____ EXCERPT
I was in the grocery store yesterday, and the tabloids were headlining the secret love child of yet another celebrity couple. Even though we tend to expect this sort of thing from celebrity relationships, secrets are a problem. They don’t usually end well.
I am often asked if it is a good idea to reveal secrets to a partner or a friend. The answer to this begins with a question. How does it feel to find out a secret after the fact? For instance, do you really want to be surprised with a secret ten years into a marriage, especially one that may have impacted your decision to marry in the first place? Or do you want to hear about something very personal from a stranger in a public place? Revealed secrets become gossip fodder in the wrong hands.
In my experience as a relationship therapist, keeping secrets usually backfires. Yes, secrets are difficult to bring out into the light, but keeping them sets the stage for heartache down the road. The hidden thing often surfaces later. Then the reaction is even more intense because now it is associated with dishonesty. Dishonesty makes the impact worse.
The person living with a secret carries a burden. That burden may interfere with intimacy as well. It’s hard to live with secrets—the guilt, the fear, and anxiety of being found out rarely helps a relationship.
________
____ EXCERPTED DATA
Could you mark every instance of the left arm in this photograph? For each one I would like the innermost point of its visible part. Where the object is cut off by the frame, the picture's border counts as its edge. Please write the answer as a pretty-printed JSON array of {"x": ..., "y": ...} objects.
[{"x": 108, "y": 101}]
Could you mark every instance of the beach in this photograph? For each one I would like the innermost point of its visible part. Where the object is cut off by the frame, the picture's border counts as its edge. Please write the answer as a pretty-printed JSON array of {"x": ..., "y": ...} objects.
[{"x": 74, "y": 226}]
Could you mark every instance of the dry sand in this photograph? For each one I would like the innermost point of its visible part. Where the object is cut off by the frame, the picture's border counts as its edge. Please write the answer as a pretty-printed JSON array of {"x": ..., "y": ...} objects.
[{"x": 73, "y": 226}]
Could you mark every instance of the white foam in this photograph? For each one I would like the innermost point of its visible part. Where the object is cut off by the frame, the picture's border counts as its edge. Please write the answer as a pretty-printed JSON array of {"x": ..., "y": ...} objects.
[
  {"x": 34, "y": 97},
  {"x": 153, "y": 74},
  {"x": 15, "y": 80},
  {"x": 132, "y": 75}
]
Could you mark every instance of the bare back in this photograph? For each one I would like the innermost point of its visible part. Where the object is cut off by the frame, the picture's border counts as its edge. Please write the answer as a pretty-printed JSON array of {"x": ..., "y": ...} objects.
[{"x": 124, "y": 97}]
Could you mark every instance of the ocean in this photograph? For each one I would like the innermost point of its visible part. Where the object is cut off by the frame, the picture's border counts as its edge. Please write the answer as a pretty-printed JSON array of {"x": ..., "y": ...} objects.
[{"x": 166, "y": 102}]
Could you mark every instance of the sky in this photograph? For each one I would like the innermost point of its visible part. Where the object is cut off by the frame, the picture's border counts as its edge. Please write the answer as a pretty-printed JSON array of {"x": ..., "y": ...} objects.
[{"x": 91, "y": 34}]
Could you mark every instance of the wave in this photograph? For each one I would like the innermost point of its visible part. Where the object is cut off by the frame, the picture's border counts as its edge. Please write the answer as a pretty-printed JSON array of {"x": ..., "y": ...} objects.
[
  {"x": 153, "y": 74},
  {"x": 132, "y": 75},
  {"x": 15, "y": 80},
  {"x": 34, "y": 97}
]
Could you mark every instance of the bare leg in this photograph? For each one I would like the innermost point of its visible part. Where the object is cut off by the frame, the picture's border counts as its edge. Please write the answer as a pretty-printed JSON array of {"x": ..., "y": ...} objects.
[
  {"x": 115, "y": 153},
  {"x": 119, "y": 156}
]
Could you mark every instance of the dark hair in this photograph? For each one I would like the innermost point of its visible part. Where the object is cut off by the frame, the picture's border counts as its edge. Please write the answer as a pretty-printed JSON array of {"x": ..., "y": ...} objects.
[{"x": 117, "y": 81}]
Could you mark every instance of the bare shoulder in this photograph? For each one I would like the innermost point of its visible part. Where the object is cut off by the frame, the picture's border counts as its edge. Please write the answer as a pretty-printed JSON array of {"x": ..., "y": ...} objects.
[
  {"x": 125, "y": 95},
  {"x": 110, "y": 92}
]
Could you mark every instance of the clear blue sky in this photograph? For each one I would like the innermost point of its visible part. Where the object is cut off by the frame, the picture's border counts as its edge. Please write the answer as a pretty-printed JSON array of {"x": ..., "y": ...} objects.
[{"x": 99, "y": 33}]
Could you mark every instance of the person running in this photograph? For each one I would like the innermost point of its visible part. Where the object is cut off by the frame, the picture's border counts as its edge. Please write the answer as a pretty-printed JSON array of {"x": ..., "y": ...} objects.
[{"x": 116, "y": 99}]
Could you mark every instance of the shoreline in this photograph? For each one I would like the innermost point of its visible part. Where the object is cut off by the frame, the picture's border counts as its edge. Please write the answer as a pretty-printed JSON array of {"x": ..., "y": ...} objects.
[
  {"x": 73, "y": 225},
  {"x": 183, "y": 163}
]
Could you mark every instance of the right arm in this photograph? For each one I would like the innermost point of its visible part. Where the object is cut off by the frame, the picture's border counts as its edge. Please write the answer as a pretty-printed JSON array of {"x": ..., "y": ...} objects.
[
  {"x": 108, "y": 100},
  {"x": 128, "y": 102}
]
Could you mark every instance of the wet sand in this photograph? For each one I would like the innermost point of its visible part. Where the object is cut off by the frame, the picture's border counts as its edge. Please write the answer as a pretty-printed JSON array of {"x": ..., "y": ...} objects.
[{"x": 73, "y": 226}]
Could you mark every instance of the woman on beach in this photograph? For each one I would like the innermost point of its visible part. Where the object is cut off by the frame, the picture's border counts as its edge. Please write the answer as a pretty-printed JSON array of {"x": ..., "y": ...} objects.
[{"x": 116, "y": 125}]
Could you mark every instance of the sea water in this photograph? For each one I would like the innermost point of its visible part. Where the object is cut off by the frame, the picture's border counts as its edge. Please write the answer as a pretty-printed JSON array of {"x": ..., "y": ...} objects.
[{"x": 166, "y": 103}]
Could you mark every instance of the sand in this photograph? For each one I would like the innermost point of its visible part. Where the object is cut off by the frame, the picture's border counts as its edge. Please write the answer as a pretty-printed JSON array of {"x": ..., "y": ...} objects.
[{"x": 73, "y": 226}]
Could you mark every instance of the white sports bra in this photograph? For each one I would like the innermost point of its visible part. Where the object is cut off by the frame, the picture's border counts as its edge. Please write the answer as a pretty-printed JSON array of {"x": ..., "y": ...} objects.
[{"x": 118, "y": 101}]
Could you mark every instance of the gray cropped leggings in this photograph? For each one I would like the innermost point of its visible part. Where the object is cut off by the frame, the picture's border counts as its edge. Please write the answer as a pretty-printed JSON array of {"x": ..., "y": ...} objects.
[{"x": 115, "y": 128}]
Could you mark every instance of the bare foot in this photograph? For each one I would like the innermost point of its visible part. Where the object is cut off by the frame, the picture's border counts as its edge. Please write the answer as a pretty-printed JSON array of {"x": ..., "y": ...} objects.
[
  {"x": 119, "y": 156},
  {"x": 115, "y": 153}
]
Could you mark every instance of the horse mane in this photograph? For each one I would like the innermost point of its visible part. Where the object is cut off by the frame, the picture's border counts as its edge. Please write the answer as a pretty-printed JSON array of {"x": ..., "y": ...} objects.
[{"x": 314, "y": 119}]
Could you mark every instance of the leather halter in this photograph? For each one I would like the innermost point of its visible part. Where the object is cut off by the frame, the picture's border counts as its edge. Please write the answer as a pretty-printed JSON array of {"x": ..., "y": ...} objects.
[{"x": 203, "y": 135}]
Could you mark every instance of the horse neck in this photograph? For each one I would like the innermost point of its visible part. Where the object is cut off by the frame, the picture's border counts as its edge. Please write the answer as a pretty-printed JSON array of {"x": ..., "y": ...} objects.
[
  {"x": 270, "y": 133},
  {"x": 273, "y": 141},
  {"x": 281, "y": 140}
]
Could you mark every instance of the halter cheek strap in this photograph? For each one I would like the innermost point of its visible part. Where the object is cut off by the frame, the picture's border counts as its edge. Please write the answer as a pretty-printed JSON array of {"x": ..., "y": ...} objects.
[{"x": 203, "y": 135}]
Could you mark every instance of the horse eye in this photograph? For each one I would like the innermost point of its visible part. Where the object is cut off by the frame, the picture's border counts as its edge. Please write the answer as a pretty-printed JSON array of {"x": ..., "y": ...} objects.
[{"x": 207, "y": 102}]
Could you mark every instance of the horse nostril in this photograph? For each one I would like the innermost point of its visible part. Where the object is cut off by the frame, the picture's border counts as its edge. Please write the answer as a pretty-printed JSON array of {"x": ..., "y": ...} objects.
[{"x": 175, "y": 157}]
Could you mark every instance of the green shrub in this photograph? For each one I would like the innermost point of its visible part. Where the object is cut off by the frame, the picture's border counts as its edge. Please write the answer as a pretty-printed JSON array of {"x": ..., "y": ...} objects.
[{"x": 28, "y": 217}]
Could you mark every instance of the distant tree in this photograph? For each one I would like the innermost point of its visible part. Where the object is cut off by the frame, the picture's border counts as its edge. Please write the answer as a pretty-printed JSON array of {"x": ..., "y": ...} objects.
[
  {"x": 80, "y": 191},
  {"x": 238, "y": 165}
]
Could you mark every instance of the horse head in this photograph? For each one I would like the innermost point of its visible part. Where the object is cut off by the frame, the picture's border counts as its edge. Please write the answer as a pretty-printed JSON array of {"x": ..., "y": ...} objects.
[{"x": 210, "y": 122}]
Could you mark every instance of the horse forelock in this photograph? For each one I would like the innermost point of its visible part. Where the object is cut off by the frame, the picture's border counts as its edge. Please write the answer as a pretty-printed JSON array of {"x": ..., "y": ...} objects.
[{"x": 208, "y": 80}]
________
- PROMPT 1 -
Edit the passage on keeping secrets from "The person living" to "helps a relationship.", putting "weight" in place of "burden".
- PROMPT 2 -
Condense the paragraph of the passage on keeping secrets that begins "In my experience as a relationship therapist" into a short bulleted list of its main points.
The data plays no part in this work.

- RESPONSE 1 -
The person living with a secret carries a weight. That weight may interfere with intimacy as well. It’s hard to live with secrets—the guilt, the fear, and anxiety of being found out rarely helps a relationship.

- RESPONSE 2 -
- In the experience of a relationship therapist, keeping secrets usually backfires.
- Secrets are hard to reveal, but keeping them leads to heartache later.
- Hidden things often surface, and the reaction is then stronger because it is tied to dishonesty, which worsens the impact.